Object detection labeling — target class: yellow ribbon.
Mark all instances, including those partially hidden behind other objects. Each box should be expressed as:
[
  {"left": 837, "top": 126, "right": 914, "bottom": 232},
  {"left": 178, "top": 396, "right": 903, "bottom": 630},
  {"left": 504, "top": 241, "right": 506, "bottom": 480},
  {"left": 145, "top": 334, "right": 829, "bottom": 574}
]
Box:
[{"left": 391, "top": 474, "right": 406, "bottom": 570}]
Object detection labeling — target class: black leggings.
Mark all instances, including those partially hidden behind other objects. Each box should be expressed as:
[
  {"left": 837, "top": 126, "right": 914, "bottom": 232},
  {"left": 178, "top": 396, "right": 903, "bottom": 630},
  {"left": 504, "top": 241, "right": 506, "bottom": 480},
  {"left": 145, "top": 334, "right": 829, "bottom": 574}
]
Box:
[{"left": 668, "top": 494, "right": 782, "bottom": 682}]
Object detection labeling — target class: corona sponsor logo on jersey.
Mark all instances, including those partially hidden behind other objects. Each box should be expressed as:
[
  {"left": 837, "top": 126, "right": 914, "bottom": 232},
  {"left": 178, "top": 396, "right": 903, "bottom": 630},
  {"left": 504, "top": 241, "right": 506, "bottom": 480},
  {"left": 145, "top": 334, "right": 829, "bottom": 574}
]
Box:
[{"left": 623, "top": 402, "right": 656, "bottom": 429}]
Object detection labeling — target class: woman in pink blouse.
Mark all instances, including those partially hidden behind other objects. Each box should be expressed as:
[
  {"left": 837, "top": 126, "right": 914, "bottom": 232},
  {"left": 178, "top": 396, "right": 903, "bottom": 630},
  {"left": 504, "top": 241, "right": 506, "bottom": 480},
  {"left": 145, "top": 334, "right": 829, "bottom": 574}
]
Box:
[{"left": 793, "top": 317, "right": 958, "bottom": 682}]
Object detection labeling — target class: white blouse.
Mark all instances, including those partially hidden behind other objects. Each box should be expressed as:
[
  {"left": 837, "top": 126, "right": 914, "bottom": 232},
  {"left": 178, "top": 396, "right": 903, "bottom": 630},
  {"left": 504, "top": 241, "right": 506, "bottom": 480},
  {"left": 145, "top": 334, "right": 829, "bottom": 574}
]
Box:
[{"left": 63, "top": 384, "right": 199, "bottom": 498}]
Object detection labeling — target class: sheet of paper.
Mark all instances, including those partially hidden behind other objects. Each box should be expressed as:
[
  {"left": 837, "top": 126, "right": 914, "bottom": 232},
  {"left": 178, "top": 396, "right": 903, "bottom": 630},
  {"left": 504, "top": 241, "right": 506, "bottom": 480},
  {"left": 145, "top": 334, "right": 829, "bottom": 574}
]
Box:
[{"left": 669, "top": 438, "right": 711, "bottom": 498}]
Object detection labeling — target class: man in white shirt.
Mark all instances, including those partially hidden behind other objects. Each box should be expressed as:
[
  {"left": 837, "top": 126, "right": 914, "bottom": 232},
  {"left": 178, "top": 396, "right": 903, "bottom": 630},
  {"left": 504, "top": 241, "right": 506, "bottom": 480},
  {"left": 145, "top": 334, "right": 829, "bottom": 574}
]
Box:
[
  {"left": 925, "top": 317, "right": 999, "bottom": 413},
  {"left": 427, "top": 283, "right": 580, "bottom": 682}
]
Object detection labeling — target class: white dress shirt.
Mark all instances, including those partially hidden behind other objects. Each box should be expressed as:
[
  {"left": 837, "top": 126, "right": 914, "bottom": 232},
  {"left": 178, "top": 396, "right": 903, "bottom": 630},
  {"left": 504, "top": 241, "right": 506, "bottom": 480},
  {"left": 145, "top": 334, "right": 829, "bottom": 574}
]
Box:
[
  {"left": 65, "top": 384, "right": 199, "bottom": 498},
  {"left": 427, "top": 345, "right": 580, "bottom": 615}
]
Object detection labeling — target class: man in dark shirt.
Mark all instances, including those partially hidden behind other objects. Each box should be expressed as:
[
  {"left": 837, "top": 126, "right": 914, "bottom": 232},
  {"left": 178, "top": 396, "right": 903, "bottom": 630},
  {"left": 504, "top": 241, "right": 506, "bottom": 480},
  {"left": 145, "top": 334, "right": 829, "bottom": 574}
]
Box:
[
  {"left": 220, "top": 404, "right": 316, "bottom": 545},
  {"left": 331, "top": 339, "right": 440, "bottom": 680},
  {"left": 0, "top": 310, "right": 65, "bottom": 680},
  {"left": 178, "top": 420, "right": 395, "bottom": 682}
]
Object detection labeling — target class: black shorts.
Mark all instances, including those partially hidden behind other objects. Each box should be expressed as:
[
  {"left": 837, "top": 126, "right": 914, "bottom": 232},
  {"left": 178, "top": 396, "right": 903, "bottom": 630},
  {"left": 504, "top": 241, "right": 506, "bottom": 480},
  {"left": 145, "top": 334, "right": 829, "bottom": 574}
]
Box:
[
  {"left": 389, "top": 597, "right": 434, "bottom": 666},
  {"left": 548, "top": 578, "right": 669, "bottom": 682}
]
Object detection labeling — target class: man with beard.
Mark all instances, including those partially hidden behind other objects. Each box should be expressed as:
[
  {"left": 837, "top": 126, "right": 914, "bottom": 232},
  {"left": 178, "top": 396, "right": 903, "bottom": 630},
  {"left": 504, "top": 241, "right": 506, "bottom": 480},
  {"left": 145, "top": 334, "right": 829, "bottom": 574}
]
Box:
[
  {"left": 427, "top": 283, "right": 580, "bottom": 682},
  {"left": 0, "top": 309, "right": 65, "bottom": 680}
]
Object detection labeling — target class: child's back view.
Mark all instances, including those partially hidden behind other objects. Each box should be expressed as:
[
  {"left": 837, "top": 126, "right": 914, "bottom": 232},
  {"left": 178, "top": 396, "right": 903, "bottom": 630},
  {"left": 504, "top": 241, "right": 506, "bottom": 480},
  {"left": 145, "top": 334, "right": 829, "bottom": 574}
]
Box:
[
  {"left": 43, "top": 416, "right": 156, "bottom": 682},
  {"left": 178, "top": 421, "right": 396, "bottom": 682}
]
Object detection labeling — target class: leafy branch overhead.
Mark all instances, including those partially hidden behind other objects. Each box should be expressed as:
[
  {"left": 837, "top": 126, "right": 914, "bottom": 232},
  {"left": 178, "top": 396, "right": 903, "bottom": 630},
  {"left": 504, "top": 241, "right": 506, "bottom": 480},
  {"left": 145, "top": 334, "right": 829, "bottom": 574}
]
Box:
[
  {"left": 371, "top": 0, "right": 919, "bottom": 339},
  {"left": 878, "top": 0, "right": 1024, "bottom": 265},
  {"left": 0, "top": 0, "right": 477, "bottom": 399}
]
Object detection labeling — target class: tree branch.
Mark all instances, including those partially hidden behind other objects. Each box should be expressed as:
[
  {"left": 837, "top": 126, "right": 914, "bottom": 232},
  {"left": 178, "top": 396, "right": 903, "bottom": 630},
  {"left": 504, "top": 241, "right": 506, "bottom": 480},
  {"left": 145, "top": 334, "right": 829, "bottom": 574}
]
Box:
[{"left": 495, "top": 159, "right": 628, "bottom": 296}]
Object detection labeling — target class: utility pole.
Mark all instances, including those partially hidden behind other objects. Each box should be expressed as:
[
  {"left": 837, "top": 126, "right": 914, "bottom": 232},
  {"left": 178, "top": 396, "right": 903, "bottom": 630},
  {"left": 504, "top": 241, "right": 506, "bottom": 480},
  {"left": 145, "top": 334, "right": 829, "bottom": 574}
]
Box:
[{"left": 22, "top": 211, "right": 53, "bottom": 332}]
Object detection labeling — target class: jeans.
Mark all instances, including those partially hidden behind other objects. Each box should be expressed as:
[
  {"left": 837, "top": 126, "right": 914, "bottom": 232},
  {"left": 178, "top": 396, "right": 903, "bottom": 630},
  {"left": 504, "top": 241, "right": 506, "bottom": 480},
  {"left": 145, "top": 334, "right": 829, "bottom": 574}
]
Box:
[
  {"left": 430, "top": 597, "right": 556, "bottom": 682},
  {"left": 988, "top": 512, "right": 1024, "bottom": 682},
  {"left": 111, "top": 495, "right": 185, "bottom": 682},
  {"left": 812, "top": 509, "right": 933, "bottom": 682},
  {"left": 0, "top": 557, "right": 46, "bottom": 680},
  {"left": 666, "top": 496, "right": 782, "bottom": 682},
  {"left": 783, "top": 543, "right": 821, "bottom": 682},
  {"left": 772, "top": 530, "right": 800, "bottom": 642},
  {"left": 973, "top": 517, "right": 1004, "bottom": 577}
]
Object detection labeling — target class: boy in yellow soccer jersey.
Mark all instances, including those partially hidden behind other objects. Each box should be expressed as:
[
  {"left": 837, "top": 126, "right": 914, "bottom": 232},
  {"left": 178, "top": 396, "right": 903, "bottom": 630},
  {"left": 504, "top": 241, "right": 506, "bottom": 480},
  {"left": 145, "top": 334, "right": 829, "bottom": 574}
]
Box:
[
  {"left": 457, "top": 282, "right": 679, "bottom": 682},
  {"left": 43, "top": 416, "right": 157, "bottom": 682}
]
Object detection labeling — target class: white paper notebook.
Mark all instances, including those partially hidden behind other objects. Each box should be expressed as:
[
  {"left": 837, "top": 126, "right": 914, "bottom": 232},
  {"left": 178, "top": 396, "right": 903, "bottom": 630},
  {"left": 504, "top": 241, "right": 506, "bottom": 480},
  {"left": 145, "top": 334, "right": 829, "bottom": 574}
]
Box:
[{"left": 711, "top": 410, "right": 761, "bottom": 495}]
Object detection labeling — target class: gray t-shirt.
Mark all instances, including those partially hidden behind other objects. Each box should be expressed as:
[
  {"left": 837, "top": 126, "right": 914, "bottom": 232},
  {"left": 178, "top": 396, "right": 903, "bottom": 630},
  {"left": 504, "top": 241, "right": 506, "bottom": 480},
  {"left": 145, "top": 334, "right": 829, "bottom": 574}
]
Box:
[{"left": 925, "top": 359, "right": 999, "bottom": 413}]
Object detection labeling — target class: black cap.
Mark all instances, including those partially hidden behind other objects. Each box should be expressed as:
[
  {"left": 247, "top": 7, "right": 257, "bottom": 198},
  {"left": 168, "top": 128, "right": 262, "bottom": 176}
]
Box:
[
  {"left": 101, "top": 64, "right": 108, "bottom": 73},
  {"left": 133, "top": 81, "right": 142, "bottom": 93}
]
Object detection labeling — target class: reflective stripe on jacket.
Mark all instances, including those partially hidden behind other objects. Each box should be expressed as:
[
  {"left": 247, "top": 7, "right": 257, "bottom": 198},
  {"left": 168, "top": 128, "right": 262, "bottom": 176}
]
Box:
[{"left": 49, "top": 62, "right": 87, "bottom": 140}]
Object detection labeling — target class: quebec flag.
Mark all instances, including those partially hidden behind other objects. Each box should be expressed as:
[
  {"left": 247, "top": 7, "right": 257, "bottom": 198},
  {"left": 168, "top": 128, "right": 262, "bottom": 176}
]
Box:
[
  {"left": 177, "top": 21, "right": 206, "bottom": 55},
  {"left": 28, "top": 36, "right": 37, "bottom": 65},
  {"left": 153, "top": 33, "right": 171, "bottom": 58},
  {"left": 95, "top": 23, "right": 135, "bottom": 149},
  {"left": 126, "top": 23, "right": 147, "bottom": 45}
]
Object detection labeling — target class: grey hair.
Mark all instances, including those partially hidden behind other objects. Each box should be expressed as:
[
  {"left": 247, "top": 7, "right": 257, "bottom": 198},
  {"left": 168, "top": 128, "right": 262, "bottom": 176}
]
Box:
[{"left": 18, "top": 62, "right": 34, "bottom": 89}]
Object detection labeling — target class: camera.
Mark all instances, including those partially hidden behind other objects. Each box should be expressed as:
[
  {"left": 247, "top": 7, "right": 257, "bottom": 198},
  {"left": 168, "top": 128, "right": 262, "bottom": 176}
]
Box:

# Set exercise
Give back exactly the lines from the line holding "Object detection labeling — target class: black cap." through the last line of the listing, including both.

# Reply
Object detection labeling — target class: black cap.
Mark all instances, including those partially hidden behind other objects. Each box should be expressed as:
[
  {"left": 247, "top": 7, "right": 257, "bottom": 198},
  {"left": 168, "top": 128, "right": 262, "bottom": 176}
]
Box:
[
  {"left": 101, "top": 64, "right": 108, "bottom": 73},
  {"left": 133, "top": 81, "right": 142, "bottom": 93}
]
Object detection labeling — target class: reflective stripe on jacket.
Mark all instances, including those partially hidden behind other objects. Each box should be expressed as:
[
  {"left": 247, "top": 7, "right": 257, "bottom": 198},
  {"left": 168, "top": 128, "right": 262, "bottom": 176}
]
Box:
[{"left": 49, "top": 62, "right": 87, "bottom": 140}]
Object detection labeling — target class: quebec flag.
Mark all instances, including those partially hidden behind other objects. Each box should be expressed as:
[
  {"left": 247, "top": 7, "right": 257, "bottom": 198},
  {"left": 168, "top": 128, "right": 262, "bottom": 176}
]
Box:
[
  {"left": 177, "top": 21, "right": 206, "bottom": 55},
  {"left": 28, "top": 36, "right": 37, "bottom": 65},
  {"left": 153, "top": 33, "right": 171, "bottom": 58},
  {"left": 95, "top": 23, "right": 135, "bottom": 149},
  {"left": 126, "top": 23, "right": 147, "bottom": 45}
]
Object detection labeling — target class: grey hair.
Mark all instances, including those partially hidden behind other objects. Each box should be expressed as:
[
  {"left": 247, "top": 7, "right": 257, "bottom": 198},
  {"left": 168, "top": 128, "right": 262, "bottom": 176}
]
Box:
[{"left": 18, "top": 62, "right": 34, "bottom": 89}]
Object detection labeling — target class: camera.
Mark all instances, including those partially hidden behind other objects. Each box should be expressed as:
[
  {"left": 247, "top": 7, "right": 257, "bottom": 198},
  {"left": 168, "top": 128, "right": 262, "bottom": 176}
]
Box:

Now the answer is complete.